**SUPPLIED DATA:**
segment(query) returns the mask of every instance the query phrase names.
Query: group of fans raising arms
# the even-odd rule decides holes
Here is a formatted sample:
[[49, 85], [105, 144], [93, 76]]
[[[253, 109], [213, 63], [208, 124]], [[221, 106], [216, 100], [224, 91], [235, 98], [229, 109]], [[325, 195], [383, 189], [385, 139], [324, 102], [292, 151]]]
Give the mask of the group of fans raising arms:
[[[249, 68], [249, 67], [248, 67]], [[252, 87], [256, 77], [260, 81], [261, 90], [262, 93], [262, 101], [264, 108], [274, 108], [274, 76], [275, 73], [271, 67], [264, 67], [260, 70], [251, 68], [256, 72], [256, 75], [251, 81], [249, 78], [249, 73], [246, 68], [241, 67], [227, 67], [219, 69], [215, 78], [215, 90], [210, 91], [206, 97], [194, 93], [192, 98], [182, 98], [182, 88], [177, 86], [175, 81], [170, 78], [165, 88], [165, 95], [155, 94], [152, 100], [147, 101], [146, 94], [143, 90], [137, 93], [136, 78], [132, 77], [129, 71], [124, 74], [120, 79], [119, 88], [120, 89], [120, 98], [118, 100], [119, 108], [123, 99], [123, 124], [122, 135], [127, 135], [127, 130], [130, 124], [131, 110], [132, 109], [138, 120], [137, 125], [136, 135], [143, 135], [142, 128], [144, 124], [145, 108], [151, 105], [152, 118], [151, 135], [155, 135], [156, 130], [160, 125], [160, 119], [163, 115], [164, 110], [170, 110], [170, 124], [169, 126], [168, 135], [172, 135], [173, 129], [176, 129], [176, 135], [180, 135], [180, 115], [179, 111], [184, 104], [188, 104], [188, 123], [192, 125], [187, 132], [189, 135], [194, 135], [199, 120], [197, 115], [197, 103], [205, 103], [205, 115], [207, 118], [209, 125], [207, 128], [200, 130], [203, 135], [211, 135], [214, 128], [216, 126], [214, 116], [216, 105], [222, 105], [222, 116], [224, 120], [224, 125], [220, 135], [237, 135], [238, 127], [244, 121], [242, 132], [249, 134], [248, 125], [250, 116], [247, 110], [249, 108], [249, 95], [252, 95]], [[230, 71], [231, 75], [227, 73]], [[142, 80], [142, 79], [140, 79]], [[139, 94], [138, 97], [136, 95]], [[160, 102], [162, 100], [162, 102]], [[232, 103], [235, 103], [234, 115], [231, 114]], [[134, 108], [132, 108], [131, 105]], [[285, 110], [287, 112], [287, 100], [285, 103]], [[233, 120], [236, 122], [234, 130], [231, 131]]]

**WHAT THE TASK REQUIRES:** Render every line above as a Markdown table with the columns "No." and "Line", one row per line, and leave out any blank lines.

**EXPECTED ANSWER:**
| No. | Line |
|---|---|
| 1 | segment(query) returns the mask of every instance the query phrase names. |
| 2 | Query: group of fans raising arms |
| 3 | # the even-odd rule decides holes |
| 4 | Here is a formatted sample: |
| 5 | [[49, 85], [105, 144], [93, 76]] |
| 6 | [[[253, 109], [213, 63], [208, 124]], [[221, 106], [216, 100], [224, 91], [235, 98], [229, 109]], [[325, 195], [383, 189], [385, 139], [324, 102], [292, 151]]] |
| 7 | Give the mask of the group of fans raising arms: |
| 8 | [[[249, 68], [249, 67], [248, 67]], [[252, 87], [256, 77], [260, 81], [261, 90], [262, 93], [262, 101], [264, 108], [274, 108], [274, 76], [275, 73], [271, 67], [264, 67], [260, 70], [251, 68], [256, 72], [256, 75], [251, 81], [249, 78], [249, 73], [246, 68], [241, 67], [227, 67], [219, 69], [215, 78], [215, 90], [210, 91], [206, 97], [194, 93], [192, 98], [182, 98], [182, 88], [177, 86], [175, 81], [170, 78], [165, 88], [165, 95], [155, 94], [152, 100], [147, 101], [146, 94], [143, 90], [137, 93], [136, 78], [132, 77], [129, 71], [124, 74], [120, 79], [119, 88], [120, 89], [120, 98], [118, 100], [119, 108], [123, 99], [123, 124], [122, 135], [127, 135], [127, 130], [130, 124], [131, 110], [132, 109], [138, 120], [137, 125], [136, 135], [143, 135], [142, 128], [144, 124], [145, 108], [151, 105], [152, 118], [151, 135], [155, 135], [156, 130], [160, 125], [160, 119], [163, 115], [164, 110], [170, 110], [170, 124], [169, 126], [168, 135], [172, 135], [173, 129], [176, 129], [176, 135], [180, 135], [180, 115], [179, 111], [184, 104], [188, 104], [188, 123], [192, 125], [187, 132], [189, 135], [194, 135], [199, 120], [197, 115], [197, 103], [205, 103], [205, 115], [207, 118], [209, 125], [207, 128], [200, 130], [203, 135], [211, 135], [214, 128], [216, 126], [214, 116], [216, 105], [222, 105], [222, 116], [224, 120], [224, 125], [220, 135], [237, 135], [238, 127], [244, 121], [242, 132], [249, 134], [248, 125], [250, 116], [247, 110], [249, 108], [249, 95], [252, 95]], [[230, 71], [231, 75], [227, 73]], [[142, 80], [142, 79], [140, 79]], [[139, 94], [138, 97], [136, 95]], [[160, 102], [162, 100], [162, 102]], [[232, 103], [235, 103], [234, 115], [231, 114]], [[134, 108], [132, 108], [131, 105]], [[285, 110], [287, 112], [287, 100], [285, 103]], [[233, 120], [236, 122], [234, 130], [231, 131]]] |